Work required
Take each line of the records below that contains the string "detect" and copy it.

------------------------------------------------------------------------

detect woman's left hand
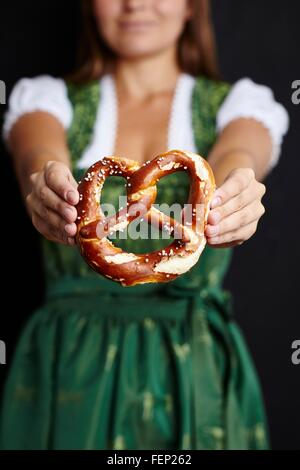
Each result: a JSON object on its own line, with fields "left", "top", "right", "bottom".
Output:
{"left": 204, "top": 168, "right": 266, "bottom": 248}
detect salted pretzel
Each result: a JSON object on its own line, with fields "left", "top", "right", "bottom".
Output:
{"left": 76, "top": 150, "right": 216, "bottom": 287}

------------------------------------------------------------------------

Output for this exercise
detect woman's left hand
detect salted pretzel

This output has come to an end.